* Problem description: Can you copy out every one of the rows below word for word, leaving the pictures out?

* Data listing:
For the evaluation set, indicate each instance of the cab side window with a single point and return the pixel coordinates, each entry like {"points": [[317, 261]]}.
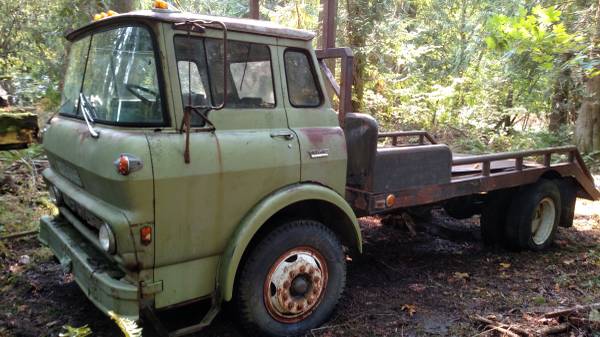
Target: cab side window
{"points": [[250, 79], [303, 89]]}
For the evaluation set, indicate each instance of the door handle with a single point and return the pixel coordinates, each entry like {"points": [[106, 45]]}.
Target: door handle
{"points": [[287, 135]]}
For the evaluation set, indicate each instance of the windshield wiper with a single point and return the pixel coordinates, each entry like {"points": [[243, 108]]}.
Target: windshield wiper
{"points": [[86, 110]]}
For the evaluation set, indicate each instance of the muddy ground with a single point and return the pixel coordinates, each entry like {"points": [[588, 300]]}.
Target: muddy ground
{"points": [[428, 284]]}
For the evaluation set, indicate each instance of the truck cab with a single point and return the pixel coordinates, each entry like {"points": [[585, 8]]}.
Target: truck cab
{"points": [[179, 140], [200, 158]]}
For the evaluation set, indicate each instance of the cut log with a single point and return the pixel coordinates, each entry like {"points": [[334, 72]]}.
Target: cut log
{"points": [[17, 129]]}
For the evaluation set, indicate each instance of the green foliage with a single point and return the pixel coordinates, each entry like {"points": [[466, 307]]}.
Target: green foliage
{"points": [[535, 37], [70, 331]]}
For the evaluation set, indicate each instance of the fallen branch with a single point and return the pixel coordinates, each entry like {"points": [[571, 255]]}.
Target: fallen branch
{"points": [[504, 331], [553, 330], [503, 326], [570, 311], [19, 235], [583, 322]]}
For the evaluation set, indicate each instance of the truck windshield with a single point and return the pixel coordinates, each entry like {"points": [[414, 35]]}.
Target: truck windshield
{"points": [[116, 72]]}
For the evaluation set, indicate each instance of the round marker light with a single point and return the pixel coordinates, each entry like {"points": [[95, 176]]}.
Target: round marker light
{"points": [[55, 196], [160, 4], [107, 239], [390, 200]]}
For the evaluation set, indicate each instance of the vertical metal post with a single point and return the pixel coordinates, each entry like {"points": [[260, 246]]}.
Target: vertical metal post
{"points": [[329, 24], [486, 169], [547, 159], [346, 90], [519, 163], [254, 9]]}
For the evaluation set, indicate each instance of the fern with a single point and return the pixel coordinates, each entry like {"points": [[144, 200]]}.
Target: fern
{"points": [[127, 326]]}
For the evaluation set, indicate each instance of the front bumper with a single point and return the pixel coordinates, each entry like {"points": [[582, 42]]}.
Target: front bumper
{"points": [[99, 279]]}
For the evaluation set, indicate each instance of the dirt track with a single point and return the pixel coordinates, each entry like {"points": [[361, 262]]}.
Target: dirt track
{"points": [[427, 285]]}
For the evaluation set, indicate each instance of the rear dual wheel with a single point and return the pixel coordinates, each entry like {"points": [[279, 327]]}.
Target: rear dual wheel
{"points": [[526, 218], [291, 280], [533, 216]]}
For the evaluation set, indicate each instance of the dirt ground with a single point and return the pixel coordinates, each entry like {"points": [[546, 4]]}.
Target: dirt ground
{"points": [[428, 284]]}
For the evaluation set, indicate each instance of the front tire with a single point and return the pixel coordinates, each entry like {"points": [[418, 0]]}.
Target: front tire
{"points": [[534, 216], [291, 280]]}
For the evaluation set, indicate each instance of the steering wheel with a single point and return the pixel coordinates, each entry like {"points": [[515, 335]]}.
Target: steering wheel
{"points": [[137, 91]]}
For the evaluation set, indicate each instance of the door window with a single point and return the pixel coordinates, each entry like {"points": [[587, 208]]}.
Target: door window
{"points": [[303, 90]]}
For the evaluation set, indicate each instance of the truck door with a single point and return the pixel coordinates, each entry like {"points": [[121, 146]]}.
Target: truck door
{"points": [[310, 116], [250, 154]]}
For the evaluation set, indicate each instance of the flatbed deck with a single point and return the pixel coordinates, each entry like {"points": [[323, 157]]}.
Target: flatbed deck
{"points": [[479, 174]]}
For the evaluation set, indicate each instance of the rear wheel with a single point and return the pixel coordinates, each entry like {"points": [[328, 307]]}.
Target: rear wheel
{"points": [[291, 280], [534, 216]]}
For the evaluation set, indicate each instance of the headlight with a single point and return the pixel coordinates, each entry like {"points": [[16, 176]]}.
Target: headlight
{"points": [[55, 195], [107, 239]]}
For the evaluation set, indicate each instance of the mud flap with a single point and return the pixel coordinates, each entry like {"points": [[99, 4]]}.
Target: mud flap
{"points": [[568, 196]]}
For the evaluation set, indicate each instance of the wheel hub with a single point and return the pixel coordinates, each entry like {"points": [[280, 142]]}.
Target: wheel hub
{"points": [[543, 220], [295, 284]]}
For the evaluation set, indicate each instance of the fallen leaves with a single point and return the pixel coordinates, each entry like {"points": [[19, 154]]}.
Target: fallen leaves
{"points": [[411, 309], [417, 287], [459, 277]]}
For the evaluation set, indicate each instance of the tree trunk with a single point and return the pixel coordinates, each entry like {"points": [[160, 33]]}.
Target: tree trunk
{"points": [[561, 99], [587, 126], [17, 130], [254, 9], [357, 34]]}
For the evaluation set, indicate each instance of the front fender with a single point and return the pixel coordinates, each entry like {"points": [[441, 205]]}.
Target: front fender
{"points": [[261, 213]]}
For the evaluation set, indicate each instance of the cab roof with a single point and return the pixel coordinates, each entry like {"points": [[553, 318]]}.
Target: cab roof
{"points": [[233, 24]]}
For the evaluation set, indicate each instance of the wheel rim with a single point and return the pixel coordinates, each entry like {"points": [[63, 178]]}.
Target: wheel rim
{"points": [[295, 284], [543, 220]]}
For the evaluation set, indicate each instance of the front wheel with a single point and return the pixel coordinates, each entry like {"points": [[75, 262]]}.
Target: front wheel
{"points": [[292, 280]]}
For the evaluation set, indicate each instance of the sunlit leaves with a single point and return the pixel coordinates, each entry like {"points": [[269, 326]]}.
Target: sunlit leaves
{"points": [[536, 36]]}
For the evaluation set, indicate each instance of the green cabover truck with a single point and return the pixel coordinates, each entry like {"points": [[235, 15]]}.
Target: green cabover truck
{"points": [[199, 158]]}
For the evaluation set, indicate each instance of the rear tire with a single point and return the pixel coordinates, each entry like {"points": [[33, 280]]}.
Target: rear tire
{"points": [[291, 280], [533, 216]]}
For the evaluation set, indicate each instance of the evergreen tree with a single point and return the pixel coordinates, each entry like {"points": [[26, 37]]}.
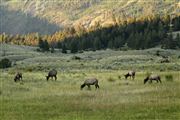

* Solution:
For the evaluation set, indicate each instance of the cab side window with a single point and return the pixel coordinates, each entry like {"points": [[317, 261]]}.
Target: cab side window
{"points": [[250, 79], [303, 89]]}
For the evaluation set, indicate each instance of the door handle with a single point and return the pixel coordinates, each entry like {"points": [[106, 45]]}.
Target: door handle
{"points": [[287, 135]]}
For the evaluation set, indicate each instance of the windshield wiper with a single point and return the pixel coordinates, each entry like {"points": [[243, 108]]}.
Target: windshield wiper
{"points": [[86, 110]]}
For the evaluation set, indicate each instance of the muddy ground with a single point and return the pixel coordinates, each entry like {"points": [[588, 300]]}.
Target: muddy ground
{"points": [[428, 284]]}
For the evaluation set, indicate each instance of the truck cab with a single point and return the pixel coordinates, each entry like {"points": [[585, 8]]}.
Target: truck cab
{"points": [[179, 140], [200, 158]]}
For the evaluation set, indicate each instance of the cut log with a single point and return the pixel coordinates, each entry like {"points": [[334, 72]]}.
Target: cut log
{"points": [[17, 129]]}
For the evaluation set, indicate each instance of the green foliage with a single point and return the pixel coordinates, each entry like {"points": [[466, 307]]}.
Target: green foliage
{"points": [[535, 37], [70, 331]]}
For the evaluation set, indicate each instance of the fallen branch with a single point and return the pixel coordinates, each entry like {"points": [[571, 255]]}.
Target: fallen branch
{"points": [[504, 331], [553, 330], [503, 326], [570, 311], [19, 235], [583, 322]]}
For the evaluation set, indicate each instance of the truck windshield with a single point and return the pixel coordinates, each entry like {"points": [[414, 35]]}.
Target: truck windshield
{"points": [[116, 72]]}
For the evaluation set, indicate each instance of the round marker light with a single point and return the pixel coordinates, each entry like {"points": [[95, 176]]}.
Target: round marker light
{"points": [[55, 196], [160, 4], [107, 239], [390, 200]]}
For the evaluation set, indicate each instance of the vertical metal post with a single point and return the pixel coordinates, each entry like {"points": [[260, 246]]}.
Target: vertical metal post
{"points": [[329, 24], [486, 169], [547, 159], [346, 90], [519, 163], [254, 9]]}
For the evaluation set, indicate each instance of the fern with a single point and return the pixel coordinates, each entry like {"points": [[144, 200]]}.
Target: fern
{"points": [[127, 326]]}
For the evaluation set, indicate each instance of the front bumper with a single point and return the pixel coordinates, each entry like {"points": [[582, 42]]}.
Target: front bumper
{"points": [[99, 279]]}
For the evaluation set, indicate each instance of the dirt track with a single point and return the pixel coordinates, each entry like {"points": [[361, 262]]}.
Target: dirt track
{"points": [[427, 285]]}
For the evaluation set, indicate each instance of the rear dual wheel with a single point and return the pixel coordinates, each entry like {"points": [[279, 327]]}.
Target: rear dual wheel
{"points": [[526, 218], [291, 280], [533, 216]]}
For the evaluation set, indicate each instance of the dirt ground with a single point and return the pixel coordinates, each entry like {"points": [[546, 4]]}.
Target: dirt ground
{"points": [[428, 284]]}
For the evaluation set, indicate each instance of the front tire with a single point and return the pixel coordinates, each entry like {"points": [[418, 0]]}.
Target: front tire
{"points": [[534, 216], [291, 280]]}
For the evaluation set, indicate each instance of the steering wheel with a single point and return the pixel coordinates, each entry like {"points": [[515, 335]]}.
Target: steering wheel
{"points": [[137, 91]]}
For the evaluation set, indicate each instance of the door window with a single point and return the pixel coordinates, each entry like {"points": [[587, 208]]}.
Target: door window
{"points": [[303, 90]]}
For the evaluation set, indicate each instance of the truck door with a single point and return the pixel coordinates, each entry like {"points": [[121, 146]]}.
Target: truck door
{"points": [[310, 116], [250, 154]]}
For the evaluation set, indicate each instance of the flatbed deck with a single point and return the pixel coordinates, each entry like {"points": [[323, 157]]}.
Target: flatbed deck
{"points": [[479, 174]]}
For the evaluation set, indicate each instance of the rear wheel with a single point and return the pixel coordinates, each entry like {"points": [[328, 307]]}.
Target: rear wheel
{"points": [[291, 280], [534, 216]]}
For the evaluation set, indicate each instance of the headlight with a single point and return the pixel coordinates, each entry like {"points": [[16, 176]]}.
Target: headlight
{"points": [[55, 195], [107, 239]]}
For the evaluation set, indicate each instance of the mud flap with a single point and return the pixel coordinates, each entry like {"points": [[99, 4]]}.
Target: mud flap
{"points": [[568, 196]]}
For the evaluation set, indicate each instance of the wheel hub with a single point and return the pixel coordinates, each entry like {"points": [[280, 142]]}.
Target: wheel hub
{"points": [[543, 220], [295, 284]]}
For the evaluation set, indicate each instance of the fallen leaves with a single point and return the pixel coordinates, each entry like {"points": [[19, 154]]}.
Target: fallen leaves
{"points": [[411, 309], [417, 287], [459, 277]]}
For the evaluation set, indicate each instance of the tree trunk with a single point and return the pixel coordinates, each entry like {"points": [[160, 33]]}.
Target: tree trunk
{"points": [[561, 99], [587, 126], [17, 130], [254, 9], [357, 34]]}
For the evaluation set, indicate each instance of the front fender with a single point and return the pixel coordinates, each entry like {"points": [[441, 205]]}.
Target: front fender
{"points": [[261, 213]]}
For the evaluation set, indicate each instance of the cab roof with a single point and return the pixel coordinates, each entry like {"points": [[553, 318]]}.
Target: cab roof
{"points": [[233, 24]]}
For the evaluation set, indicate each instance of the wheel rim with a single point and return the pixel coordinates, each entry like {"points": [[63, 178]]}.
Target: wheel rim
{"points": [[295, 284], [543, 220]]}
For the evaluation set, indicate each instance of the front wheel with a single point and return the pixel coordinates, each entry like {"points": [[75, 262]]}.
Target: front wheel
{"points": [[292, 280]]}
For the evaluation set, indicate each instance of the sunlit leaves with a single point and return the pixel coordinates, each entry like {"points": [[269, 326]]}.
Target: sunlit leaves
{"points": [[536, 36]]}
For the evaluation set, indicate each instance of the green cabover truck with a single point and return the pixel coordinates, each entry like {"points": [[235, 15]]}.
Target: green cabover truck
{"points": [[199, 158]]}
For the evaluation set, indicate each instance of the rear tire with a single point and return the pixel coordinates, each entry like {"points": [[33, 280]]}.
Target: rear tire
{"points": [[291, 280], [533, 216]]}
For the evaluation set, indicate each instance of the evergreen tree with a single point and return the pixel coordinates, each entry like {"points": [[26, 37]]}.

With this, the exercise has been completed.